** start **

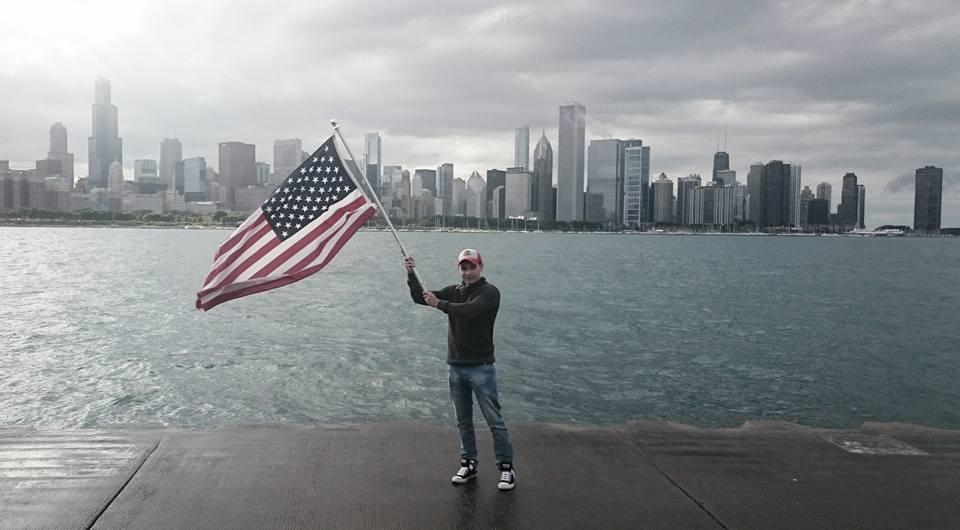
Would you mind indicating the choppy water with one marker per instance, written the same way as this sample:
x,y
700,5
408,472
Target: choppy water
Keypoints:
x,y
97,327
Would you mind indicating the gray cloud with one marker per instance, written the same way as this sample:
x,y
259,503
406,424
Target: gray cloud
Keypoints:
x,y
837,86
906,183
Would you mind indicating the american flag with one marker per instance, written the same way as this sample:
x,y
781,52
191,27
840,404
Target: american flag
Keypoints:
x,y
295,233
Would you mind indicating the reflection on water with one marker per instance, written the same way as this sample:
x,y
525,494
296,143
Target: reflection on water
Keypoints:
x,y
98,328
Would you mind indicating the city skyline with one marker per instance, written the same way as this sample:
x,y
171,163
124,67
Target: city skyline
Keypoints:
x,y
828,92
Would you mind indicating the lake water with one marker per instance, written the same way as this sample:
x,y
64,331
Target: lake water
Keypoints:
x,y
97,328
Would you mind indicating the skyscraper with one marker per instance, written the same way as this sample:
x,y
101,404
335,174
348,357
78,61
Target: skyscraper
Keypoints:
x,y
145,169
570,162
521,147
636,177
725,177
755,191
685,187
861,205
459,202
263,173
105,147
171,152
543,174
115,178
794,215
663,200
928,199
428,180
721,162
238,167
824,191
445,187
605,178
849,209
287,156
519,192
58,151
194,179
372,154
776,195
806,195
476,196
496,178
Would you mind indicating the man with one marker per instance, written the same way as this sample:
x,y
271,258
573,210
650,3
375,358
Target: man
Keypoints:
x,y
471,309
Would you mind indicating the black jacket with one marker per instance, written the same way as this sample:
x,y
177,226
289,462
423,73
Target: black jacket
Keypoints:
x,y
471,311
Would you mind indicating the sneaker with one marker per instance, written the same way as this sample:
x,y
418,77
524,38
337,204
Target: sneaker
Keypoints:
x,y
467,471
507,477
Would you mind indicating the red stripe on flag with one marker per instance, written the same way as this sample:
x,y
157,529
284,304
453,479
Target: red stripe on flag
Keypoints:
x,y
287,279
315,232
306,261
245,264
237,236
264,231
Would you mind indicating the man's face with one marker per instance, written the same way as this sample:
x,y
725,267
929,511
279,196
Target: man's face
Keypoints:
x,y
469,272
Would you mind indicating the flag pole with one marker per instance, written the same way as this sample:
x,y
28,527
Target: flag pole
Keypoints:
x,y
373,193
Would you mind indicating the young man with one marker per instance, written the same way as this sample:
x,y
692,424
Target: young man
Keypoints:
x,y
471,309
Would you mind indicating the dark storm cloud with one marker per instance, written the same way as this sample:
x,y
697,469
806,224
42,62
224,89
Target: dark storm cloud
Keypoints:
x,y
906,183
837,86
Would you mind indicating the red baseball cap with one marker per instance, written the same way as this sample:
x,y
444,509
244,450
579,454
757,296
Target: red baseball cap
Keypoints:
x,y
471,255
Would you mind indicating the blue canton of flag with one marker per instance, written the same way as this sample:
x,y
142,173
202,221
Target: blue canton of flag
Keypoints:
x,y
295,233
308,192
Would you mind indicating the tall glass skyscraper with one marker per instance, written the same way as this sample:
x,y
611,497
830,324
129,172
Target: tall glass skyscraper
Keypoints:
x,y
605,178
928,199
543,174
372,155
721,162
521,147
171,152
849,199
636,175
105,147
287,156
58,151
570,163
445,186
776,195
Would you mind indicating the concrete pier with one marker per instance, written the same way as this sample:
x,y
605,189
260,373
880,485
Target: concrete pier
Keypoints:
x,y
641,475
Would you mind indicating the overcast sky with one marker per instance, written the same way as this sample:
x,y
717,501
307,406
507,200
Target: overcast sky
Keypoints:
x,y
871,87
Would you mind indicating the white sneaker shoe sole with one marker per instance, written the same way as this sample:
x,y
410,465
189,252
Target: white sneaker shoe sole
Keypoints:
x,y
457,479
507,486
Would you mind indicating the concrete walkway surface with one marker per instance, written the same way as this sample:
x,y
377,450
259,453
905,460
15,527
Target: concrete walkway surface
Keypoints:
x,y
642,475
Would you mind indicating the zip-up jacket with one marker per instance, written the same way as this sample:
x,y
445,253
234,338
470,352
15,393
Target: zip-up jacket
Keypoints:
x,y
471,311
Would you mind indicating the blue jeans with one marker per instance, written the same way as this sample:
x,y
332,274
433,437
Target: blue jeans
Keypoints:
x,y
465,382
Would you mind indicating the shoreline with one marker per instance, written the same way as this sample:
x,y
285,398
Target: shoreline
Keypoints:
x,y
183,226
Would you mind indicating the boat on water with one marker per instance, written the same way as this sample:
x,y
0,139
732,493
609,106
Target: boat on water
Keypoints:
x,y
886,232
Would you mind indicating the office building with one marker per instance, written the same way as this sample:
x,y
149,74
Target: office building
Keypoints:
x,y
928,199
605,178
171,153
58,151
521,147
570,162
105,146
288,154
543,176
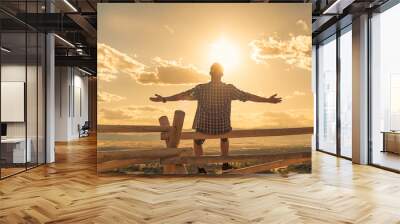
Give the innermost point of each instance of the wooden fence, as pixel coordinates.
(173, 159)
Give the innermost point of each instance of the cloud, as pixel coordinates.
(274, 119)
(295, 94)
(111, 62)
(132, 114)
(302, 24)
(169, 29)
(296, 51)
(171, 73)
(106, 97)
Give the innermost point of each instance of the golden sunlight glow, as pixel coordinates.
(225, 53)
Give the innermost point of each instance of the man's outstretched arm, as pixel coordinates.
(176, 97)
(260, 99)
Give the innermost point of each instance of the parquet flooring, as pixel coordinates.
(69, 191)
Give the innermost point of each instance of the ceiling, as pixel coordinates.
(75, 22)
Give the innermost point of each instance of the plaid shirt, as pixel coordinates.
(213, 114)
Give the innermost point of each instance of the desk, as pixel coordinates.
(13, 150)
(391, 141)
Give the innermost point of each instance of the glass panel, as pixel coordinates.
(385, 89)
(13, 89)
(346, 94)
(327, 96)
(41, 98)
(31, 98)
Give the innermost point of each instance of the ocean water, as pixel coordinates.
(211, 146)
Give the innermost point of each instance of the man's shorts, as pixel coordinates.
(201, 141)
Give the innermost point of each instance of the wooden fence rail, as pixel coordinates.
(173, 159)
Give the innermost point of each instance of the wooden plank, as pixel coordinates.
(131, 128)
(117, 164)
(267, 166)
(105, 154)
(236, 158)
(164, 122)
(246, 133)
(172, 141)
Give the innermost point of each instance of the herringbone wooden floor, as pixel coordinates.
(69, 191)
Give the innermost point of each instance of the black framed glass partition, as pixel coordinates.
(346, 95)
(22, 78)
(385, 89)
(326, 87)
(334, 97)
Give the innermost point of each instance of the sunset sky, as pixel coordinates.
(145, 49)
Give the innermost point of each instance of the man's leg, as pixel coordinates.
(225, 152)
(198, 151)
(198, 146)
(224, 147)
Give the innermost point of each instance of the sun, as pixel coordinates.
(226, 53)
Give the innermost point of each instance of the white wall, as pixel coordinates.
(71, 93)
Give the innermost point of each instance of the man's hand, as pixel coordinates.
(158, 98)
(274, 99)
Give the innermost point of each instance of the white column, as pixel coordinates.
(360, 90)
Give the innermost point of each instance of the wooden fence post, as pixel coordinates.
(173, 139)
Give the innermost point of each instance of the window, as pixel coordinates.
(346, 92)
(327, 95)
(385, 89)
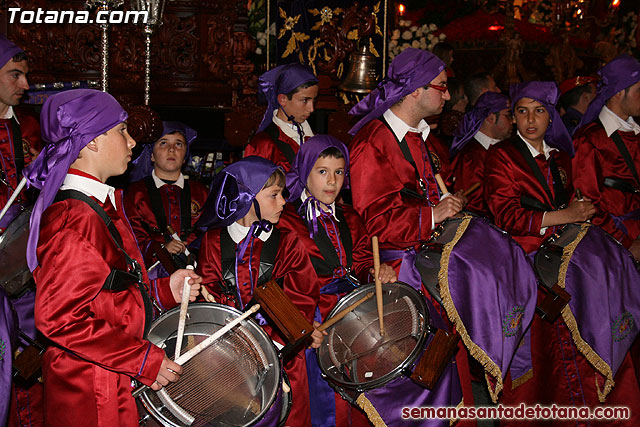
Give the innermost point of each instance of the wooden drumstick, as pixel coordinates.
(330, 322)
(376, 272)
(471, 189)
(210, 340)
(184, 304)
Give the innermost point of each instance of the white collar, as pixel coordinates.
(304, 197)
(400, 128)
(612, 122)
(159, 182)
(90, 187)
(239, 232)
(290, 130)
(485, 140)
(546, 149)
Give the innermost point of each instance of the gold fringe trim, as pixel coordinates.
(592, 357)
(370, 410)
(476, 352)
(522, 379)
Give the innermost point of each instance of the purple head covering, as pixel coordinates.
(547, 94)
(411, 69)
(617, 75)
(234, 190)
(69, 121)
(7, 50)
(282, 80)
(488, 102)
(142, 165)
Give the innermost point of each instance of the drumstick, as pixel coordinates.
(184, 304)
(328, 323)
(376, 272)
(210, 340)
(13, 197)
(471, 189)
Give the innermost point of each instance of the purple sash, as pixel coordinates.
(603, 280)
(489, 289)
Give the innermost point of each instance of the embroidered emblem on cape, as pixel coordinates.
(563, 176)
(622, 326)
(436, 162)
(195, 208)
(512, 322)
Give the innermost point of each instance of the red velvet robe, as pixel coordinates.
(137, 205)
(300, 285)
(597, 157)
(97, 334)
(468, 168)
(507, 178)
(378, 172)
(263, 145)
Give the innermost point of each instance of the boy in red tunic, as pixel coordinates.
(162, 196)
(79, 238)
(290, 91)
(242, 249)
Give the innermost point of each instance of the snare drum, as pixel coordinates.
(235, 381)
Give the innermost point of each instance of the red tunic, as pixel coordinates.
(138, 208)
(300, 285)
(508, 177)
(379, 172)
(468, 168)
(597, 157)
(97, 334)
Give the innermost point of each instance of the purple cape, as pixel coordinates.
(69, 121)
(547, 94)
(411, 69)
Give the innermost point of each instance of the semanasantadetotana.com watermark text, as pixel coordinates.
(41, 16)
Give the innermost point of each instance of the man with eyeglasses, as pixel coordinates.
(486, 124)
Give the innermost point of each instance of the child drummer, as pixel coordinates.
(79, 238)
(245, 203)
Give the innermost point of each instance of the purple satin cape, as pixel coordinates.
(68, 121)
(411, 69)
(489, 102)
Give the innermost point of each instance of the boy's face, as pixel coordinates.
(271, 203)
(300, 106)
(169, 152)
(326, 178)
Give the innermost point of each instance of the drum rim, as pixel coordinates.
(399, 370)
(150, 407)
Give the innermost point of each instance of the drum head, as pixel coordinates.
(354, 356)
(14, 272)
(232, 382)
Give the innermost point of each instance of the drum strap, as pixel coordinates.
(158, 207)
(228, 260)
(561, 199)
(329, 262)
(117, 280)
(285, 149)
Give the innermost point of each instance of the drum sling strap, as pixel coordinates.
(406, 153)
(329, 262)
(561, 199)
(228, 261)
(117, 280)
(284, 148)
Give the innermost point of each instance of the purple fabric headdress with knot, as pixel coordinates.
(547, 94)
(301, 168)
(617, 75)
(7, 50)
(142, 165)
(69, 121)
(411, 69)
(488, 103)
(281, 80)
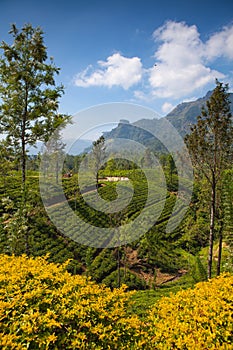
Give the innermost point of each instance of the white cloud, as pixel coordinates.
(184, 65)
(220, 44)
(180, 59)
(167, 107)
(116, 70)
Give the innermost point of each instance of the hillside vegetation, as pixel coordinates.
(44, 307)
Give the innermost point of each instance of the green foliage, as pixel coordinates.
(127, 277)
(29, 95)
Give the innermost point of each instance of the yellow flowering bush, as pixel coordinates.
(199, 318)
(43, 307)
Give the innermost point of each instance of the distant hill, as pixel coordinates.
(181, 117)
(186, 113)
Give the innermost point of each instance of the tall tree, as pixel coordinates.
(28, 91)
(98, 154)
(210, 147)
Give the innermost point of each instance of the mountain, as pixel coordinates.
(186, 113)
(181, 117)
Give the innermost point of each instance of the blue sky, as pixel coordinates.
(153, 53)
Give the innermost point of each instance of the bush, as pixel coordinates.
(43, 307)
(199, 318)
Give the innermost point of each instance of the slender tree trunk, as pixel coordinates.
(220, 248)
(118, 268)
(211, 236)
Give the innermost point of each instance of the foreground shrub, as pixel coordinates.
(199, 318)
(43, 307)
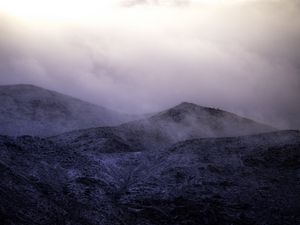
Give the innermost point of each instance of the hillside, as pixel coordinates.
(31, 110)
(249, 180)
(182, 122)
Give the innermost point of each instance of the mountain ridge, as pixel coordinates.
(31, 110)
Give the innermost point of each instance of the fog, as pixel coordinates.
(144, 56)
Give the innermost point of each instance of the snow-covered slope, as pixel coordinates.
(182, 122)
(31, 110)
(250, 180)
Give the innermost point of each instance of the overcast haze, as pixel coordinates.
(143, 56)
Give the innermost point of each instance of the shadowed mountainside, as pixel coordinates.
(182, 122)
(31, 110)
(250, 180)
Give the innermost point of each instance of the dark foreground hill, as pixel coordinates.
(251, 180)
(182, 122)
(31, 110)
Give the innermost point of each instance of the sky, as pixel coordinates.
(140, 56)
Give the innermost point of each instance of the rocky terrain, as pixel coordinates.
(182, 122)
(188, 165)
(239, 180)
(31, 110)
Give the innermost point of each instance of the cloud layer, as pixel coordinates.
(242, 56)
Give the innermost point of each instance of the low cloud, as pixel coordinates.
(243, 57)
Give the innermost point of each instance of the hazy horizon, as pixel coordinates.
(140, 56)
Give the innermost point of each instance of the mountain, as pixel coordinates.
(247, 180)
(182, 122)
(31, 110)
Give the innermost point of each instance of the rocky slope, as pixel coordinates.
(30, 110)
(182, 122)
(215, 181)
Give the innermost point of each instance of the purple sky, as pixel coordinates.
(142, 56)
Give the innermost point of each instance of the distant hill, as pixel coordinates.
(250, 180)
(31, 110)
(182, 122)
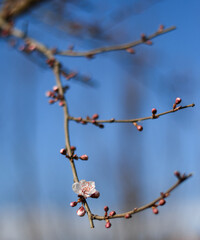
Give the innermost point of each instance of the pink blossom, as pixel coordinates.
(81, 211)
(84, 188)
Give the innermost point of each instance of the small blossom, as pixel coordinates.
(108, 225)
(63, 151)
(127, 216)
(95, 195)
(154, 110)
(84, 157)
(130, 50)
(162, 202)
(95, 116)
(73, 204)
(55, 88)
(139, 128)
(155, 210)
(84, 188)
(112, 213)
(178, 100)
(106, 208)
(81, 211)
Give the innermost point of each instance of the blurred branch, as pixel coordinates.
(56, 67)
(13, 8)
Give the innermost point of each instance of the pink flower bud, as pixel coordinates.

** end **

#### What is asked:
Beginning with the line containing "Give the innermost point of each instance of the snow-covered" and ending with the last line of the material, output each line exactly; do not include pictures.

#### Task output:
Give the innermost point of each instance of the snow-covered slope, as pixel coordinates.
(182, 122)
(31, 110)
(250, 180)
Give the innermost point of each instance of the overcast haze, as pixel coordinates.
(143, 56)
Give the innermost point of each instance of the shadowed mountainside, as pixel coordinates.
(182, 122)
(31, 110)
(250, 180)
Give the innermost point of each instance of the dark foreground hill, as pixel coordinates.
(251, 180)
(182, 122)
(31, 110)
Give the innermost point of each instance of the sky, as pixel coordinates.
(140, 56)
Give the innermost point of each instance of the rocky terrain, as pixel coordinates.
(182, 122)
(188, 165)
(239, 180)
(31, 110)
Give the innermost point of each instance of the cloud layer, as pixel coordinates.
(242, 56)
Give the innermost point of each instance of the low cloud, as pixel coordinates.
(243, 57)
Give the innermost point of each instance of the hazy horizon, as pixel coordinates.
(140, 56)
Give the innermost point of each instance of the mountain, as pixel coordinates.
(247, 180)
(182, 122)
(31, 110)
Give the innermost point of each instance of the rocky slope, as pixel coordinates.
(30, 110)
(182, 122)
(215, 181)
Give the innermost point of each instance of the purple sky, as pixel coordinates.
(142, 56)
Give the innermost point of each instance of the distant hill, as pixel coordinates.
(250, 180)
(31, 110)
(182, 122)
Give the innermost point of each instance of the pink blossom, as pixel coordinates.
(81, 211)
(84, 188)
Give the innermost point of each instance of the small blossom, as pixel coordinates.
(108, 225)
(63, 151)
(127, 216)
(95, 195)
(154, 110)
(84, 157)
(130, 50)
(162, 202)
(95, 116)
(73, 204)
(55, 88)
(139, 128)
(155, 210)
(84, 188)
(112, 213)
(178, 100)
(106, 208)
(81, 211)
Give the innermost point of each instance of the blurred branch, as pixel coordinates.
(56, 67)
(13, 8)
Give the innermost point of each instance of the pink flower bud, as pixel coordinates.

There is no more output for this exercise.